Source records

- - - - - - -

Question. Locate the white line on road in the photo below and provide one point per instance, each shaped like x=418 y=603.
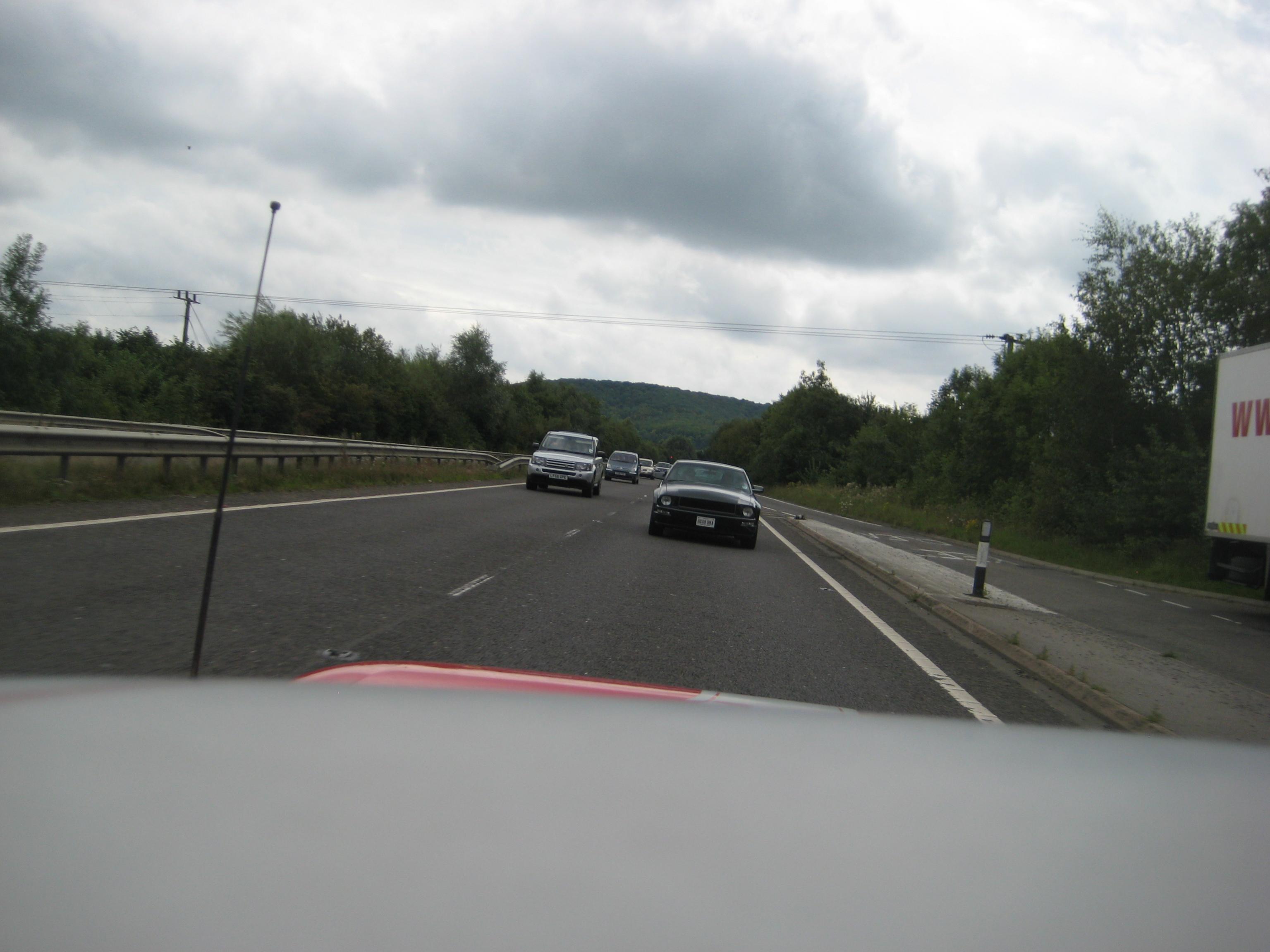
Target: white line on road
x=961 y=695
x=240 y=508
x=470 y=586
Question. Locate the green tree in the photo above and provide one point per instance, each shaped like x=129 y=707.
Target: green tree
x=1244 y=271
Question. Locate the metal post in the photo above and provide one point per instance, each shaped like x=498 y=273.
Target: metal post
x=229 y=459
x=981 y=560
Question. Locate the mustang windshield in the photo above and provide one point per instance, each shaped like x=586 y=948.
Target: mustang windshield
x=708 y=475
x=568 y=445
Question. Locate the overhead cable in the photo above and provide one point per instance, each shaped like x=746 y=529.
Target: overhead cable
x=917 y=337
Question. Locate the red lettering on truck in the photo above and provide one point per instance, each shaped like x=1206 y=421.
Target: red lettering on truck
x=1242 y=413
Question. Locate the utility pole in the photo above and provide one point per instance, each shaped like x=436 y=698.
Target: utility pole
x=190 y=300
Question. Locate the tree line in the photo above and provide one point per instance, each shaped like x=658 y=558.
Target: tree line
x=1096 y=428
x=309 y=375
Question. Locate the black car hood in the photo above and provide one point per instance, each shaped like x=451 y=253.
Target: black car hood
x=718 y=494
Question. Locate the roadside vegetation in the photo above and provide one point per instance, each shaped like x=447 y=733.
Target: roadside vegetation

- - - - - - -

**GOAL OF THE EXERCISE**
Retype the lines of the listing from the one containing "Question. Locate the mustang" through the end of the listing, both included, exactly as they stand.

**EXERCISE OUTPUT**
Question. Locate the mustang windshield in the photo above and provide one point per instance, each shaped like x=586 y=948.
Target: mustang windshield
x=708 y=475
x=568 y=445
Question. Locate the overhead cable in the photo above and provide one point per instance, each shaped like x=746 y=529.
Target: overhead cable
x=917 y=337
Question. Locate the red lettering on truck in the photo above and provide one point per instance, each shaped like x=1206 y=421.
Target: red lettering on truck
x=1242 y=413
Question. Locate the utility pole in the photo above and provide one point per instance, each shaped like x=436 y=698.
Target: utility pole
x=190 y=300
Question. Locate the tree line in the photo above and provide one point per instance, each shaped like x=658 y=558.
Target: tree line
x=1096 y=428
x=309 y=375
Question. Locate the black car hood in the photo above and provide one point per instance, each shaped like x=451 y=253.
Target: black car hood
x=718 y=494
Question. Locate the roadside vegetation in the photo above and provide one point per instance, each shaped like x=447 y=733.
Target: roadside vegetation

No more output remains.